** start of Excerpt **
# Campervan export



## Mirrors

Hi all

has anyone exported a campervan to NZ to travel around before finding a place to settle there. We are thinking of doing that rather than waste money on renting in one place we want to travel around then buy a property in a place we like and sell on the camper van. Has anyone done this, if so would appreciate any tips on your experience

Thanks


----------



## toadsurfer

Hi
My camper van is being shipped over next week. Best bet is to email an entry certifier and they will explain what you need to do to get your particular van over there. Look at the NZTA website for a good guide on importing and the email addresses of the certifiers. 

One important point is that campers attract GST and import duty if you sell it within the first year of arriving.


----------



## Mirrors

toadsurfer said:


> Hi
> My camper van is being shipped over next week. Best bet is to email an entry certifier and they will explain what you need to do to get your particular van over there. Look at the NZTA website for a good guide on importing and the email addresses of the certifiers.
> 
> One important point is that campers attract GST and import duty if you sell it within the first year of arriving.


Thank you Toadsurfer, Thanks for the tip re the GST and import duty if you sell within the first year, I was unaware of that. I thought I would have to pay GST and import duty regardless of when I sold the campervan. Thanks for the website too I am going to make some enquiries as I think it is quite an exciting way of checking out different areas to settle. Good luck with yours let me know how it goes


----------



## toadsurfer

As a general rule if you have owned the vehicle for longer than 12 mths before export and don't sell it within a year of arrival, as long as you have a two yr work visa or residency you avoid GST.

Will let you know how my export goes!


----------



## MrsRose

Two questions: 

1. can anyone give me a rough estimate re the cost of shipping a campervan from the States to NZ?

2. Can anyone refer me to the website (or websites) for a holiday park or any place that allows you to rent a campervan space on a more long-term basis? (most parks I've looked into only allow a few weeks maximum stay)

Thanks.


----------
** end of Excerpt **
• [Work to complete]:
1) In the campervan export thread, what two charges do campers attract if they are sold within the first year of arriving?
2) Reproduce the passage from the campervan export thread starting with "Thank you Toadsurfer, Thanks" and going on through "my export goes!".
** start of Given information **
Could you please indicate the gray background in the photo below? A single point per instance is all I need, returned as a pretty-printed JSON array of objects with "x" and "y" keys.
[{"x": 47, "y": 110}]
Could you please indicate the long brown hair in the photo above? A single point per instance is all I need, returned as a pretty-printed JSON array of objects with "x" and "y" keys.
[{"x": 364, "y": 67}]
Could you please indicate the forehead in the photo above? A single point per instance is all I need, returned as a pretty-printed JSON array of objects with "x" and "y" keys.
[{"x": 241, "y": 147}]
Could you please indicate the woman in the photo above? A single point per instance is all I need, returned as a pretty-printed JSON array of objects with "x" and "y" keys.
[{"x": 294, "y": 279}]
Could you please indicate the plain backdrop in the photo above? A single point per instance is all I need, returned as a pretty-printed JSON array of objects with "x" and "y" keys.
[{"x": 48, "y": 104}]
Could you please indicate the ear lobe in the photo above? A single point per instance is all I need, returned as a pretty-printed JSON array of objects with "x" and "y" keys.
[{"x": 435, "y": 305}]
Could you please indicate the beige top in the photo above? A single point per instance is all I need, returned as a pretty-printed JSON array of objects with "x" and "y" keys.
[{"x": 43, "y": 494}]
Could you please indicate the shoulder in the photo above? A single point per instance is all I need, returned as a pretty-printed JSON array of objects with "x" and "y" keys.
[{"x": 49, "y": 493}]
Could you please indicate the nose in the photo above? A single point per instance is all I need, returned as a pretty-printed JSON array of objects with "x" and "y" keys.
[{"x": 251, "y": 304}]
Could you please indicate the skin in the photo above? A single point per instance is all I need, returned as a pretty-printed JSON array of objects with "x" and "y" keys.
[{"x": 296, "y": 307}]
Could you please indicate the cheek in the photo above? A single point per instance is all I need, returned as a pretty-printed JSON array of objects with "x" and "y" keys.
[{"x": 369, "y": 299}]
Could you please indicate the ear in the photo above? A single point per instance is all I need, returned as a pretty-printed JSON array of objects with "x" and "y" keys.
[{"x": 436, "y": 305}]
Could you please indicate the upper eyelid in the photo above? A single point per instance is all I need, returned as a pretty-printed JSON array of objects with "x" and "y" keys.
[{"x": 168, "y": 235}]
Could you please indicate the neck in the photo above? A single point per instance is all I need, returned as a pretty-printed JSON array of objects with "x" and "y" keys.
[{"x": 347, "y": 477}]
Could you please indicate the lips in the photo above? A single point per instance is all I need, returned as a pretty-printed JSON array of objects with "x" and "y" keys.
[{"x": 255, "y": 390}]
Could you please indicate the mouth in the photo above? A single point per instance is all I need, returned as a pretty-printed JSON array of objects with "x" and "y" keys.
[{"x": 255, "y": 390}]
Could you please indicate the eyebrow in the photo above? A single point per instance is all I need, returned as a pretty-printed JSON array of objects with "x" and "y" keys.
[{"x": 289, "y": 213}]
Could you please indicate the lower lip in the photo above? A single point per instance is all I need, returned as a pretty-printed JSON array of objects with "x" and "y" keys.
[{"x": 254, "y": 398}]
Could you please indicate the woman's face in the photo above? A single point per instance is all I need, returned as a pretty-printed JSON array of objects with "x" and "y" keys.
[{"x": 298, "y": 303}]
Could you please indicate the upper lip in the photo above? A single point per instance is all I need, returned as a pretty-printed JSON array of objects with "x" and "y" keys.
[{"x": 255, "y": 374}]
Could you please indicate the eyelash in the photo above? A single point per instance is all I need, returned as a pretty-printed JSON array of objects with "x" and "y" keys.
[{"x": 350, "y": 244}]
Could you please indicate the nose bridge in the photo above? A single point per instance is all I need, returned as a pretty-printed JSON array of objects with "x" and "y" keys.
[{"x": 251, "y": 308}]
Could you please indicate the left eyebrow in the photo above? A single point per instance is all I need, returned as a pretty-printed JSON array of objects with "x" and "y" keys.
** end of Given information **
• [Written responses]:
1) GST and import duty.

2)
Thank you Toadsurfer, Thanks for the tip re the GST and import duty if you sell within the first year, I was unaware of that. I thought I would have to pay GST and import duty regardless of when I sold the campervan. Thanks for the website too I am going to make some enquiries as I think it is quite an exciting way of checking out different areas to settle. Good luck with yours let me know how it goes


----------



## toadsurfer

As a general rule if you have owned the vehicle for longer than 12 mths before export and don't sell it within a year of arrival, as long as you have a two yr work visa or residency you avoid GST.

Will let you know how my export goes!